==== RECORD EXCERPTS ====

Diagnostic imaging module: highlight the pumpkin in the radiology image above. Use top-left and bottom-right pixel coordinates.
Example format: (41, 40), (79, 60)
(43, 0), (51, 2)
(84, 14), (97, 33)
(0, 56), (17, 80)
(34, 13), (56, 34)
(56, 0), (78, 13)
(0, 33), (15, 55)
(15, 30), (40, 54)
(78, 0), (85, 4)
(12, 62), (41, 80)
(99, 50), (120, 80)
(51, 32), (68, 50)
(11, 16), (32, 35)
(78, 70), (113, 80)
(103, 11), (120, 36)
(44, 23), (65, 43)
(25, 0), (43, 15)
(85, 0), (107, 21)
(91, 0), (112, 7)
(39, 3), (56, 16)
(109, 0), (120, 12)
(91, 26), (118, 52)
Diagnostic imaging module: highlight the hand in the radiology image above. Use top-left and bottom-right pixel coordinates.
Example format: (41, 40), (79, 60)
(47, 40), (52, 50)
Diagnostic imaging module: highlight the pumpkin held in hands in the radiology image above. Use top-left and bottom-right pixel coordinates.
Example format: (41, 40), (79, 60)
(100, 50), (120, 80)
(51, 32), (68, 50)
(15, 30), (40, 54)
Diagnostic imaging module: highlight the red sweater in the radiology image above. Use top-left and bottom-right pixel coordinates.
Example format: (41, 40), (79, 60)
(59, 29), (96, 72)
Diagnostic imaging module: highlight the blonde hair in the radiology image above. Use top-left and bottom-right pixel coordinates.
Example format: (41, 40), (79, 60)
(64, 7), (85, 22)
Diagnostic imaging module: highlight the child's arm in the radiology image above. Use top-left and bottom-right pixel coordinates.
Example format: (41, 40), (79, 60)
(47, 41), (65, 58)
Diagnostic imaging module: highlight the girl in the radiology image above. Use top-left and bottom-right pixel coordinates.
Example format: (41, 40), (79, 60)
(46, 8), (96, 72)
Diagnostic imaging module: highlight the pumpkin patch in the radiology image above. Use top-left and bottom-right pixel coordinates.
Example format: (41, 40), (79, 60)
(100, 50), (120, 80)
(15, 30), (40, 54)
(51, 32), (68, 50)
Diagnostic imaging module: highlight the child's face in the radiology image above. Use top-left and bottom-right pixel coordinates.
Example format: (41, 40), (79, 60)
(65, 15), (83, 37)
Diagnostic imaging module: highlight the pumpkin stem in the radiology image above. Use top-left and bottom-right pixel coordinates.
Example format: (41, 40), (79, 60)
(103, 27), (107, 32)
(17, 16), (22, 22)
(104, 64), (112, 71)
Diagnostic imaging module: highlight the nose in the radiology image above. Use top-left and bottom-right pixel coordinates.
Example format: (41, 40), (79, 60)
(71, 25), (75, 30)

====

**EXERCISE PROMPT**
Change "highlight" to "outline" in the stretch from the start of the rows through the line containing "(47, 40), (52, 50)", and give those lines again with nothing else altered.

**EXERCISE RESULT**
Diagnostic imaging module: outline the pumpkin in the radiology image above. Use top-left and bottom-right pixel coordinates.
Example format: (41, 40), (79, 60)
(43, 0), (51, 2)
(84, 14), (97, 33)
(0, 56), (17, 80)
(34, 13), (56, 34)
(56, 0), (78, 13)
(0, 33), (15, 55)
(15, 30), (40, 54)
(78, 0), (85, 4)
(12, 62), (41, 80)
(99, 50), (120, 80)
(51, 32), (68, 50)
(11, 16), (32, 35)
(78, 70), (113, 80)
(103, 11), (120, 36)
(44, 23), (65, 43)
(25, 0), (43, 15)
(85, 0), (107, 21)
(91, 0), (112, 7)
(39, 3), (56, 16)
(109, 0), (120, 12)
(91, 26), (118, 52)
Diagnostic imaging module: outline the hand in the radiology image above. Use top-left and bottom-right pixel coordinates.
Example format: (41, 40), (79, 60)
(47, 40), (52, 50)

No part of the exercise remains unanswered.